- What the task asks
Repeat exactly the lines from the one containing "the clock face" through the last line of the records below, both included, and nothing else.

== Stored rows ==

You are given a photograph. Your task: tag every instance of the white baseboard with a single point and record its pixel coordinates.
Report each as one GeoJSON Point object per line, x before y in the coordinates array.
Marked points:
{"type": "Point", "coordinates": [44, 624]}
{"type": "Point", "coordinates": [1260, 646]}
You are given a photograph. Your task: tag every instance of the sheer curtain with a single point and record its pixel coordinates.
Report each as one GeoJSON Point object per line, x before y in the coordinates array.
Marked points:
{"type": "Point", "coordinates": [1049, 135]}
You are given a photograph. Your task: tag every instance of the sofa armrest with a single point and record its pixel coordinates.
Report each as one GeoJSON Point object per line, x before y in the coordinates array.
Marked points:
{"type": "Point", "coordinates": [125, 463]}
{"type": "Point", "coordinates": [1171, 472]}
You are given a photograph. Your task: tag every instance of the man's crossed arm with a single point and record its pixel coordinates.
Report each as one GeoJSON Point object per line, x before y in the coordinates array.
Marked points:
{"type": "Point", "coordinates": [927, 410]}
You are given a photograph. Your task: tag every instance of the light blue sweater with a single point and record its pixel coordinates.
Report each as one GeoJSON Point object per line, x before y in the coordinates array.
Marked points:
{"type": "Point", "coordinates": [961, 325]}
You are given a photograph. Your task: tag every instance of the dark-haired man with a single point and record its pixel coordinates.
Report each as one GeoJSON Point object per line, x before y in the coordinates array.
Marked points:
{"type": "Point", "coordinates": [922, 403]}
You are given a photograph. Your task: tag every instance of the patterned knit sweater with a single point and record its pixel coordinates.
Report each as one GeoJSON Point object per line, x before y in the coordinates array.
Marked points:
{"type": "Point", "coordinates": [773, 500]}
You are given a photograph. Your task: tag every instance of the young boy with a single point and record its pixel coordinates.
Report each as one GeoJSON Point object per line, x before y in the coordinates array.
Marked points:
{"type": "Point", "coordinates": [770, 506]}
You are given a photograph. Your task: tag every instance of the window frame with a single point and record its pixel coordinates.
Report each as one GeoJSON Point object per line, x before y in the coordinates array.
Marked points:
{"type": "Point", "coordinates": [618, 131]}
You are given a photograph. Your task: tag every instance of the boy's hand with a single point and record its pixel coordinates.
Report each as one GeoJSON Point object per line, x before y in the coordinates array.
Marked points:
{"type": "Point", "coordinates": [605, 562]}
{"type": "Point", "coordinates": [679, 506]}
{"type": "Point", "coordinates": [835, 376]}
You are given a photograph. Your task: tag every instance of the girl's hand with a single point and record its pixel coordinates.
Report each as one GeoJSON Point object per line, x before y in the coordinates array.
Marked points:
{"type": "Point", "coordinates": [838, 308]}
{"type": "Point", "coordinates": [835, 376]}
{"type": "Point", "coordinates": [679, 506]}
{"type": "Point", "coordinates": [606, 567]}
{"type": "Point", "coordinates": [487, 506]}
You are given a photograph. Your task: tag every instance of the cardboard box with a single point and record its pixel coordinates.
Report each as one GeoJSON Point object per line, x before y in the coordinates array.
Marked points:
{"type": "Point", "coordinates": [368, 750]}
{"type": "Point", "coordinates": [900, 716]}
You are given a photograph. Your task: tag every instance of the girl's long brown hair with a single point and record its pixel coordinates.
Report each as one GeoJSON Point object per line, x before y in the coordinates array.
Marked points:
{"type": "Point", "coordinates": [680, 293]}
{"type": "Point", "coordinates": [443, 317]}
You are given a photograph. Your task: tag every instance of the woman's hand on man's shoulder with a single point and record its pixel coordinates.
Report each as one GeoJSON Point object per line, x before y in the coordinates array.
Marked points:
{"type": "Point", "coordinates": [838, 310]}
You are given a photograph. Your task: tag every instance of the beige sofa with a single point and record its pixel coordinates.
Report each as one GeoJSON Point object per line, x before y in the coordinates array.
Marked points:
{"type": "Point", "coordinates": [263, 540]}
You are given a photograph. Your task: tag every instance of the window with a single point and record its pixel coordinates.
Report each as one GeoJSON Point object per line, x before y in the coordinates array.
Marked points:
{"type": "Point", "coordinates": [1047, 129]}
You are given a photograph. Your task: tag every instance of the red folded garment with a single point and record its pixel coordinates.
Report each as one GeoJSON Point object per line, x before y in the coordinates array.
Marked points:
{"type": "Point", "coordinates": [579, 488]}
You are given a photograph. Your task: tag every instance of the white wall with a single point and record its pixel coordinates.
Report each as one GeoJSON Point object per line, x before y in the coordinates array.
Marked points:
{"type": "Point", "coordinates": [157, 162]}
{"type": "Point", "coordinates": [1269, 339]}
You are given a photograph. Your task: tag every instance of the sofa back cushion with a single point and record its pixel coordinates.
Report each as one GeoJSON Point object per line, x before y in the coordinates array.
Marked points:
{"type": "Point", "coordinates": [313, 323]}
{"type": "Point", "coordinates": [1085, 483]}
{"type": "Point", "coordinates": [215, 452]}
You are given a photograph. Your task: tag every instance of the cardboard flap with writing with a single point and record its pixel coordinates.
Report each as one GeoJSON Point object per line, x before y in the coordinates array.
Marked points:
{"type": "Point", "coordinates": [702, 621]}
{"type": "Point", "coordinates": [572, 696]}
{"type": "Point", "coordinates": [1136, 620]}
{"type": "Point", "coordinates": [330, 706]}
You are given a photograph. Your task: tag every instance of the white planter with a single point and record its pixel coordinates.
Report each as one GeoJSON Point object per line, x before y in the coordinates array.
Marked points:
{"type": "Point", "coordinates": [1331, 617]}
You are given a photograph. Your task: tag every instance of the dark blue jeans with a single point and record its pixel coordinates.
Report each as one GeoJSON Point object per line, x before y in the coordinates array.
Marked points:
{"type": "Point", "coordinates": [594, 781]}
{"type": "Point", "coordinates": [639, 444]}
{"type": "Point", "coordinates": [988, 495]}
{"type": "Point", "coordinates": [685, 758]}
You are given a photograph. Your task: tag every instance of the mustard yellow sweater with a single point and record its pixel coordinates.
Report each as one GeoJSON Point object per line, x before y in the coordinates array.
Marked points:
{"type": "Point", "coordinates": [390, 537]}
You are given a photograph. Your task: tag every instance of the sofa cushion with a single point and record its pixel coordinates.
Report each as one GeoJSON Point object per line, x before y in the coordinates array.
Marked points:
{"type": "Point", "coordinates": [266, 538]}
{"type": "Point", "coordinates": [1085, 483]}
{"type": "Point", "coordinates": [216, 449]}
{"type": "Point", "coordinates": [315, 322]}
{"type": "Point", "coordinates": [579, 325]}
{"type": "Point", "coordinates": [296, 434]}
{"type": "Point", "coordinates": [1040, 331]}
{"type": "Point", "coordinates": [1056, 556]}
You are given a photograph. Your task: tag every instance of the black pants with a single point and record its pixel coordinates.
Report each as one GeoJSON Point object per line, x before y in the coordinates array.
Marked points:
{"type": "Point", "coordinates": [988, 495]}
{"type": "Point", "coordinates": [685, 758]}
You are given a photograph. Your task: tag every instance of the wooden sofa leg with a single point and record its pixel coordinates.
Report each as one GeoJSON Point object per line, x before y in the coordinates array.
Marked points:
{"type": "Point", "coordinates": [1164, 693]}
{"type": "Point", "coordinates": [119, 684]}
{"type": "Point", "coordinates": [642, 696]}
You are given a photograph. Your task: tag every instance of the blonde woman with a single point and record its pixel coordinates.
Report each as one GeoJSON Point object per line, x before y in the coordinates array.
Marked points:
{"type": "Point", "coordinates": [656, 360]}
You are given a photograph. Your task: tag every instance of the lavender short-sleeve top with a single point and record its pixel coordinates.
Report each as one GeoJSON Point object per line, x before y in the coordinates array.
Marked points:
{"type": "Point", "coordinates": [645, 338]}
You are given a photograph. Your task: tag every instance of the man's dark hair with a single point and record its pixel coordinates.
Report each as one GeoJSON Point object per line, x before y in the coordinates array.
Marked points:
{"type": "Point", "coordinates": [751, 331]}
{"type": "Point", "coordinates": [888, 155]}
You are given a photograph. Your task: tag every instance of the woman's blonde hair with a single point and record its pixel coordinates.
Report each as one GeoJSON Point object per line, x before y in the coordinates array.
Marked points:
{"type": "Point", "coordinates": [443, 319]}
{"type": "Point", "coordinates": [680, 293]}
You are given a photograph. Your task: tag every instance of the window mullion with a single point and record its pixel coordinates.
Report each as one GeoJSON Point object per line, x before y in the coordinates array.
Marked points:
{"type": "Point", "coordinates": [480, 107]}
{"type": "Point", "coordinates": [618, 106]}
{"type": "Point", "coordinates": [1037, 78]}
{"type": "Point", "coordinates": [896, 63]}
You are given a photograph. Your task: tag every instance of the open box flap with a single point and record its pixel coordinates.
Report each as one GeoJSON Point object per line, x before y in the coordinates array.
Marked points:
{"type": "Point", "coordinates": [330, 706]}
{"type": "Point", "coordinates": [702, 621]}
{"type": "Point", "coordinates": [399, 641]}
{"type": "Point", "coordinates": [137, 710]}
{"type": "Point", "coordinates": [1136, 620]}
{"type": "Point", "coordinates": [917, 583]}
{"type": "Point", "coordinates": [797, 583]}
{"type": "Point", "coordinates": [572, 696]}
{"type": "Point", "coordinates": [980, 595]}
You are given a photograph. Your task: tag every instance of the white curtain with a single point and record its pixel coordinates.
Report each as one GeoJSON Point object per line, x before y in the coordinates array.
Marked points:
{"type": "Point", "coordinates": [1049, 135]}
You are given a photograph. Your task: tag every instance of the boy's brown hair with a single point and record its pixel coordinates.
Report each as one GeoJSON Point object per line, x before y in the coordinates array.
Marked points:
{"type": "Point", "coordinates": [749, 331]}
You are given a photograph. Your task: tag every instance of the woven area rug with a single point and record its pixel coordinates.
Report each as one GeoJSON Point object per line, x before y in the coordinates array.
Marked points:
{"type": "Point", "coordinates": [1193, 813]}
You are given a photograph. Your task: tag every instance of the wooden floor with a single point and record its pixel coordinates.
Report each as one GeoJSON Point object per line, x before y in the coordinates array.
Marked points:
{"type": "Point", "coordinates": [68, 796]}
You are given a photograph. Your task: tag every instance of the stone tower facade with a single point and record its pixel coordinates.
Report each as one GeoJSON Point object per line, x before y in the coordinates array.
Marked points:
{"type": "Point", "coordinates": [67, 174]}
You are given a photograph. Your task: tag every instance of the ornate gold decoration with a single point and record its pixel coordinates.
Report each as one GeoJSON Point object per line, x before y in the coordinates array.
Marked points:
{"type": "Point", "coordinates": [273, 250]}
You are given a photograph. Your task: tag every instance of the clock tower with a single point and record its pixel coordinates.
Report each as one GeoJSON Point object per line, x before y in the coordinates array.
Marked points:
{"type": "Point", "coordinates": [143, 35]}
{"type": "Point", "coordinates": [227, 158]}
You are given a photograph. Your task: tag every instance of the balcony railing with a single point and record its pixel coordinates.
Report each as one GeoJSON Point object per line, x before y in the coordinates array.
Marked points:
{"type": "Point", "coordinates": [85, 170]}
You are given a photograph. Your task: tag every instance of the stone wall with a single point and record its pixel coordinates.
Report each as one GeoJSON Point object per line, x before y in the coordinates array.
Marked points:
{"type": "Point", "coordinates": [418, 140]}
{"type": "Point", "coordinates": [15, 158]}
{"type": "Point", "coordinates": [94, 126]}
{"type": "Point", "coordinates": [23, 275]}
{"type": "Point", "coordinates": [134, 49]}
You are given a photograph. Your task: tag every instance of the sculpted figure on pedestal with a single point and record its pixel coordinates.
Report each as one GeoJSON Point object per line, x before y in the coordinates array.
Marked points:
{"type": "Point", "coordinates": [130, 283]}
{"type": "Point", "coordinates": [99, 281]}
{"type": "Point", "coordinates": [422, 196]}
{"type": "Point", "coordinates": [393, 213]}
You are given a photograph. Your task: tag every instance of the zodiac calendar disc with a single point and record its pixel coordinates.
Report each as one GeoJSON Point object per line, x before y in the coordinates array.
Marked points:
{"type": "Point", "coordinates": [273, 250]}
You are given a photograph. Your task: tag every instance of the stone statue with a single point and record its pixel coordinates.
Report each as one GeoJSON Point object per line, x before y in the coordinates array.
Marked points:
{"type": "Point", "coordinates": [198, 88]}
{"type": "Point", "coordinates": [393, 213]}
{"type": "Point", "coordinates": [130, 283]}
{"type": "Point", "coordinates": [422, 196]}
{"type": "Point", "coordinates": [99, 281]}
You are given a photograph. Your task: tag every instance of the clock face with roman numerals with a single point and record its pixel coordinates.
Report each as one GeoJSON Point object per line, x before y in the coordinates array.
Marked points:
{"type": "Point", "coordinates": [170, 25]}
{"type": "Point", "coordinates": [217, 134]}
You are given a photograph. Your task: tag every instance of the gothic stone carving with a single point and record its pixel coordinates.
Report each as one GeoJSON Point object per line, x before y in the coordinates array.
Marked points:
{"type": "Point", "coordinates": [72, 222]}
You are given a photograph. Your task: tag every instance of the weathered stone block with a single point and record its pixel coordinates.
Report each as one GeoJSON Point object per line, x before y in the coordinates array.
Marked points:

===

- Result for this exercise
You are given a photograph. Your task: tag every instance of the clock face with roman numerals with a single point and record its pixel coordinates.
Report each as one GeoJSON Point object per line, x before y in the coordinates array.
Marked points:
{"type": "Point", "coordinates": [170, 25]}
{"type": "Point", "coordinates": [217, 134]}
You are given a photograph. Your task: tag every instance of the gothic stone carving with a single point and record its pixel coordinates.
Report each as one GeoJSON Point object per line, x before y in the coordinates array.
Marked points:
{"type": "Point", "coordinates": [72, 222]}
You are given a photograph. Your task: tag every instance of the weathered stone block with a single point and record its pixel coordinates.
Report each as one GeoJSON Point object per line, x before y in the coordinates array.
Marked points:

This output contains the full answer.